START Study text

Aitana’s death in an IMSS elevator highlights the cracks in Mexico’s public health system

Aitana was six years old and wanted to be a dancer. This Monday she was admitted to the Mexican Institute for Social Security (IMSS) Hospital No. 18 in Playa del Carmen, Quintana Roo, for a severe case of dengue. At around 10:30 p.m., the girl died in the elevator as she was being taken to another area of ​​the hospital on a stretcher. Apparently, the elevator began to go up before the stretcher carrying the patient was fully in, leaving her trapped under the pressure of the elevator and the wall. The company responsible for the elevators has completed 27 public contracts with the IMSS since 2019. The Attorney General of the Republic (FGR) announced this Friday that he was taking over the investigation into the death. His case has since revealed the serious deficiencies in Mexico’s public health system.

At Aitana’s funeral in Tinum, a small town in the Yucatán, her schoolmates loudly called out her name. The girl’s death has shaken the country and highlighted the precariousness of public hospitals. The institution, led by Zoe Robledo, denied responsibility for the event, referring to the company in charge of maintenance, Soluciones Integrales de Transportación Vertical en México (Sitravem). However, some IMSS 18 staff have given assurances that the elevators have been out of action for years. The hospital has temporarily relieved those responsible for maintenance from their posts while the investigation continues.

Zoé Robledo in Mexico City, on June 20th.Zoé Robledo on June 20 in Mexico City. Luis Barron (Getty Images)

END Study text
START Supplied information

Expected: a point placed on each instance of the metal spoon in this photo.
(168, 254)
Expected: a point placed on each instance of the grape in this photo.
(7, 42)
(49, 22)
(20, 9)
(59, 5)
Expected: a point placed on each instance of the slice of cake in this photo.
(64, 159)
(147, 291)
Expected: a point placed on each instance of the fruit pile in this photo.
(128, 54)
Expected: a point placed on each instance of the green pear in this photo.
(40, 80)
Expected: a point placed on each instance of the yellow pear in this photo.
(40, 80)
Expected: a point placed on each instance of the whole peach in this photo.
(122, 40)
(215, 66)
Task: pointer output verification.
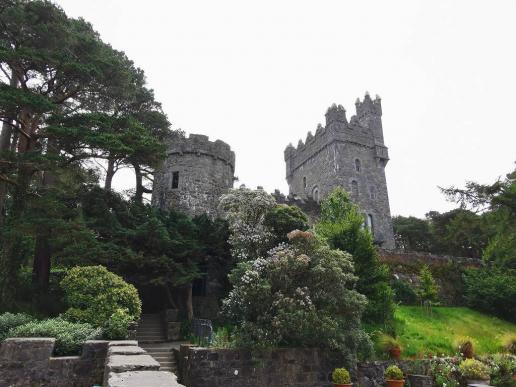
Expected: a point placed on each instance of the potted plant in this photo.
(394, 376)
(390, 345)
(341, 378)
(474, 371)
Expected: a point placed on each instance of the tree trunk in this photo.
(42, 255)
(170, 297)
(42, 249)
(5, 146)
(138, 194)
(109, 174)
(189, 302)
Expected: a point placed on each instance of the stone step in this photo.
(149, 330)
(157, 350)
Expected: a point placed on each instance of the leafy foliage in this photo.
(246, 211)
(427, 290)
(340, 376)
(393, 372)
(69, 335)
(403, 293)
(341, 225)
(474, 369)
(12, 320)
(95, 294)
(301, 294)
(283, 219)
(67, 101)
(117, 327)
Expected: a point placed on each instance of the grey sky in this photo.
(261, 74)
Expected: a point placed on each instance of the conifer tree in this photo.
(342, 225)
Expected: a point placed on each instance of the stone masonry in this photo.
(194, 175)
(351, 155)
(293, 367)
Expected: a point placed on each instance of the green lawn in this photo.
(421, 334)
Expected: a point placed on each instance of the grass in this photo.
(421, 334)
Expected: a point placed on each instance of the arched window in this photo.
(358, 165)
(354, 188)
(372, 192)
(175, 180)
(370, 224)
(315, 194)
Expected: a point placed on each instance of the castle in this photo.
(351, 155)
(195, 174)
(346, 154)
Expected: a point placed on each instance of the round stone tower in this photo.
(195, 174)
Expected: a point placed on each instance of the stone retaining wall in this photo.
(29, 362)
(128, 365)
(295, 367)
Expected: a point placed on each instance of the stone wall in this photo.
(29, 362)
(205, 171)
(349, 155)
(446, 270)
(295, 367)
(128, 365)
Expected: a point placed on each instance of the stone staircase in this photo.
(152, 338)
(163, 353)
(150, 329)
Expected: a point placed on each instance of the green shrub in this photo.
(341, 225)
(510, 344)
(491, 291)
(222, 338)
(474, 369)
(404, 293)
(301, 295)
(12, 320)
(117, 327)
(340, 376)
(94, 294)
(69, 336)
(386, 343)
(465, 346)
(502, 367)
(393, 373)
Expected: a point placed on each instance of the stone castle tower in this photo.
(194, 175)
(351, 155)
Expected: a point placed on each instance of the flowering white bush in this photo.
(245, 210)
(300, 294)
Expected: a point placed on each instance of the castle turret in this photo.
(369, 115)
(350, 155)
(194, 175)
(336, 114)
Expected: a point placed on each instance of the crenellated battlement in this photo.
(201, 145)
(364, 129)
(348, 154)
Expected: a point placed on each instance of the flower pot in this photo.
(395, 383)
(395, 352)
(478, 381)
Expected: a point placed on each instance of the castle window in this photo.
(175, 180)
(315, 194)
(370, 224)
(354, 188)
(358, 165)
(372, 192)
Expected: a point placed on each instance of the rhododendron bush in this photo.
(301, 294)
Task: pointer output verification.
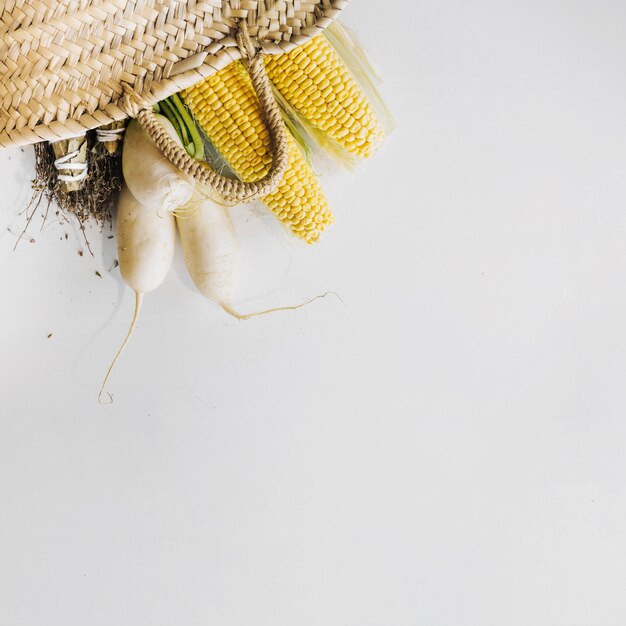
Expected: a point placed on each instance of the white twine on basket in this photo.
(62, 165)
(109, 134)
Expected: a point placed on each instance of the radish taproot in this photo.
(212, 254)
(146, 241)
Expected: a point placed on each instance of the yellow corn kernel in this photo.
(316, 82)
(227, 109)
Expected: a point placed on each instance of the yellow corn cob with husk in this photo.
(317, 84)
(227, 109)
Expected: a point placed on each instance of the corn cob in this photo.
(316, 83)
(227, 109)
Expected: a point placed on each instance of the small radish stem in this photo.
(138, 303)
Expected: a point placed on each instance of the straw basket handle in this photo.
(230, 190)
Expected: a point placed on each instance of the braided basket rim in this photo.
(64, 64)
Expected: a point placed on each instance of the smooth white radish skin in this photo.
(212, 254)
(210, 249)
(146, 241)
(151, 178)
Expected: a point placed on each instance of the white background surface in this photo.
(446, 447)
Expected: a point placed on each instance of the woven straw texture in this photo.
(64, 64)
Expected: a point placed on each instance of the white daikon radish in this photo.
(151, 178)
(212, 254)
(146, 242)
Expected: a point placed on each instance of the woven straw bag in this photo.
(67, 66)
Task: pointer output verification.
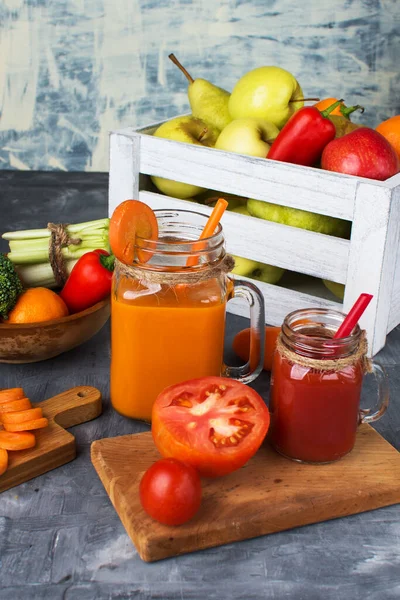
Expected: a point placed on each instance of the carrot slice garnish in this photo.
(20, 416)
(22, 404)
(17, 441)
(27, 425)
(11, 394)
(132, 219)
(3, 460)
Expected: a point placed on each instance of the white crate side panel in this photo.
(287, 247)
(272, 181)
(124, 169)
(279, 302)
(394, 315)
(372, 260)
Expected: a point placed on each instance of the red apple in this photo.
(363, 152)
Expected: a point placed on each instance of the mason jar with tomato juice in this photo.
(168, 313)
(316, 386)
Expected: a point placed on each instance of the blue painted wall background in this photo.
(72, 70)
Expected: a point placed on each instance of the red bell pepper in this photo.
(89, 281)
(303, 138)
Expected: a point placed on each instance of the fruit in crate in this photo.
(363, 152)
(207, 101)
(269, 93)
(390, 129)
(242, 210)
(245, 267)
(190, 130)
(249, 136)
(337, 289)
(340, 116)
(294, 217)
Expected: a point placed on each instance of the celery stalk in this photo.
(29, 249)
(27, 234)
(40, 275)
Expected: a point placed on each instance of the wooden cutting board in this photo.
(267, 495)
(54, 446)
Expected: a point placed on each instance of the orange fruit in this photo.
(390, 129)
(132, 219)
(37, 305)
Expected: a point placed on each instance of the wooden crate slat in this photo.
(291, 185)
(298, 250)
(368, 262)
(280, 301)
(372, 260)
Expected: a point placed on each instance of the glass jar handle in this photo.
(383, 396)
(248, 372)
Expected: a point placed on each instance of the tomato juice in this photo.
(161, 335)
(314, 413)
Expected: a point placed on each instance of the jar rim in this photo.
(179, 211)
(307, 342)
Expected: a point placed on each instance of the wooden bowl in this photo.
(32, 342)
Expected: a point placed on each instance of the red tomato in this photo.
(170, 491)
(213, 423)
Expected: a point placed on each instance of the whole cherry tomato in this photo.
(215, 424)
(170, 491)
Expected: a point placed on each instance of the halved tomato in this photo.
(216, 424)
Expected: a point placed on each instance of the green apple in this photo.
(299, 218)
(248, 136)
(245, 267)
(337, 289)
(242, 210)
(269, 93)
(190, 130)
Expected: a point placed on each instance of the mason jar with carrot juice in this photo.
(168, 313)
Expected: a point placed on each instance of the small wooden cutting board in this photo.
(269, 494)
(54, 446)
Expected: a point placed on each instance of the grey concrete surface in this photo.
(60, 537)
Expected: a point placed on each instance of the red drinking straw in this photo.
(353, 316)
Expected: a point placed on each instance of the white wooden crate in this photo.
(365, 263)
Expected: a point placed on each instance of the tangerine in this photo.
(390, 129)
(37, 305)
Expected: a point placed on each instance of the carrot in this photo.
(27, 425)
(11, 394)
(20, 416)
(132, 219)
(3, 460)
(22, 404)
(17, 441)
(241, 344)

END Supplied information

[Work to complete]:
1. Copy the passage of the article on Aitana's death between "At Aitana’s funeral" and "the investigation continues.", inclusive.
2. Pick up the article on Aitana's death from where it ends and keep writing it.

[Task answers]:
1.
At Aitana’s funeral in Tinum, a small town in the Yucatán, her schoolmates loudly called out her name. The girl’s death has shaken the country and highlighted the precariousness of public hospitals. The institution, led by Zoe Robledo, denied responsibility for the event, referring to the company in charge of maintenance, Soluciones Integrales de Transportación Vertical en México (Sitravem). However, some IMSS 18 staff have given assurances that the elevators have been out of action for years. The hospital has temporarily relieved those responsible for maintenance from their posts while the investigation continues.

2.
The director of IMSS explained that errors in the operation of the elevator had been reported a few hours before the death. “A technician from this company came to the hospital at 4:00 p.m. This technician departed at 5:43pm without leaving any notice, no restrictive signage to use the elevator due to a malfunction,” explained Robledo, who announced that IMSS had filed a criminal complaint against the company. “Our commitment is focused on ensuring that investigations are carried out in a timely and transparent manner so that there is no impunity. And also in reviewing and perfecting all procedures to ensure an event like this never happens again,” he added.

Sitravem is a company founded in 2018 that has since won 27 IMSS elevator maintenance contracts worth more than 31 million pesos (about $1.8 million). The company received its first public order just a few months after it was founded: From January to December 2019, it was about 3.2 million pesos for equipping hospitals in Mexico City, as this newspaper was able to review. The submission took place as part of the so-called three-way invitation, a process in which the institution conducts a market study and invites three suppliers to compete and present their proposals. A large number of these services were contracted for Jalisco’s IMSS, ranging from 2.7 million pesos in 2021 to 4.3 million pesos in various contracts in 2022. Sitravem was also a provider in Durango, Aguascalientes or Puebla. The company has yet to comment and President Andrés Manuel López Obrador has pledged that an investigation will be launched.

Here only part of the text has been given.